▶ _TASK GOAL_:
Pick up the passage on coping with failure below and continue it from its last line.

Never, never, never give up.  – Winston Churchill

It was invented in 1986 and promoted internally at 3M but no one was interested.  8 years later in 1974, a colleague Art Fry realised that he could use the adhesive to stick notes on his hymnal and spent his free time developing the product into the 3M Post-it notes we see today, and it wasnt until six years later that 3M launched the product.

Even if it seems you’ve failed, know when to quit and when not to quit too early.

4.  Learn to tell the story from a different perspective

Despite the Enron, sub-prime crises, it has not been easy convincing my Financial Services class on the importance of ethics.  A friend advised me that instead of telling them about what is right or wrong, ask them to consider the newspaper test.  What if your mom were to read about what you did  in the daily newspaper.  In a similar approach, we can learn from this newspaper approach in dealing with failure.

How would you craft your failure story now, so you’ll be proud to tell it later?

During a job interview, when you have to describe how you dealt with [conflict, adversity, difficult people, ambiguous situation ___________]?

5.  Your brain is plastic: learn new adaptive habits and skills

Failure signals a pause to allow us to reflect whether the crisis was caused by destructive thoughts and actions and bad habits.

Neuroplasticity pioneer researcher Jeffrey Schwartz and psychologist Rebecca  Gladding in their book ” You are Not your Brain” studying the structure and neuronal firing patterns of the human brain discovered that the brain can fire deceptive, urges, desires, impulses independent of your mind.  Your brain and mind are separate.

Bad habits, social anxieties, self-deprecating thoughts, and compulsive overindulgence are all rooted in overactive brain circuits and deceptive, negative brain messages.  While you are not responsible for the brain’s detrimental action but you are responsible for your choice on actions.

a) Relabeling (noticing thoughts),

The sensations your brain feels, is not the real you.  Every time you encounter an uncomfortable situation, your “Habit centre” kicks in, giving you temporary relief “momentarily – indulging in cravings, addictions etc”.  However this will not let the negative thoughts go away.

b) Reframing (naming the brain’s deceptive thought pattern to change your relationship to the thought),

“Its not me, its just my brain”.

▶ _PROVIDED MATERIAL_:
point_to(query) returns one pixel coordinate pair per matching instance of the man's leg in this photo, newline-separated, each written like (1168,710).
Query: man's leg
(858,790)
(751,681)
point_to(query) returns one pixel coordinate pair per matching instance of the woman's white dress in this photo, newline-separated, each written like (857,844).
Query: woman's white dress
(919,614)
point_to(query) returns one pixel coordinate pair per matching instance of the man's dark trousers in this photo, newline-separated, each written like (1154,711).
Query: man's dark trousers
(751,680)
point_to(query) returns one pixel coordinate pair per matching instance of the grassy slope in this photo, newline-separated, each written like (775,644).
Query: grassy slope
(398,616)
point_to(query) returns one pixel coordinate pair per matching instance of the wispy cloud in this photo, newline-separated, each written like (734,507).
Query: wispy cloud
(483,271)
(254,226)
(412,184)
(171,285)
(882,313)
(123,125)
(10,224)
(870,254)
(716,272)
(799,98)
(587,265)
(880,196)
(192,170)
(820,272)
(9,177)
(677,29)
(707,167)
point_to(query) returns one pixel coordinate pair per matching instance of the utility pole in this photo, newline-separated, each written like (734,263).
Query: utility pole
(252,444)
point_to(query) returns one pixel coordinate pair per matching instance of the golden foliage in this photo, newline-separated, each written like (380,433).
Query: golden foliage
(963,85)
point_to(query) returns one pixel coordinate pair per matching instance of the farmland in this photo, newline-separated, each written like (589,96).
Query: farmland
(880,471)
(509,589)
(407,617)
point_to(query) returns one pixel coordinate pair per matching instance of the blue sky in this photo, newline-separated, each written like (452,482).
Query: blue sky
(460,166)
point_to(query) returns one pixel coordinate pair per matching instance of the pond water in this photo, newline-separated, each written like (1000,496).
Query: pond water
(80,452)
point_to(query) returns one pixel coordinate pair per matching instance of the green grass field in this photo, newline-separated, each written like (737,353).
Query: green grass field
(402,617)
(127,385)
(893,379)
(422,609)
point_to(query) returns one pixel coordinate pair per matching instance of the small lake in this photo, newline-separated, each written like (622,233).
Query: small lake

▶ _RESPONSE TO THIS EXERCISE_:
Knowing that the urge to get that “right feeling” is caused by a biochemical imbalance in the brain, you can learn to ignore the urge and move on. By refusing to listen to the urge or to act on it, you will actually change your brain and make the feeling lessen. If you take the urge at face value and act on it, you may get momentary relief but within a very short time the urge will just get more intense.

c) Refocusing (placing awareness elsewhere), and

Shift gears. Choose some specific behavior to replace compulsive washing or checking. Any constructive, pleasant behavior will do. Hobbies are particularly good. For example, you may decide to take a walk, exercise, listen to music, read, play a computer game, knit, or shoot a basketball.

After a class, I have caught myself, evaluating my class and an overactive inner critic, telling me what a horrible class it had been, and a few students who were terribly bored (ignoring the majority of the class who had rated the class very beneficial.

  • What I had found helpful was to go to the gym for 20 mins or bake a cake.  The focus and mindfulness required in the new activity provides relief from the over-active unhelpful brain messages.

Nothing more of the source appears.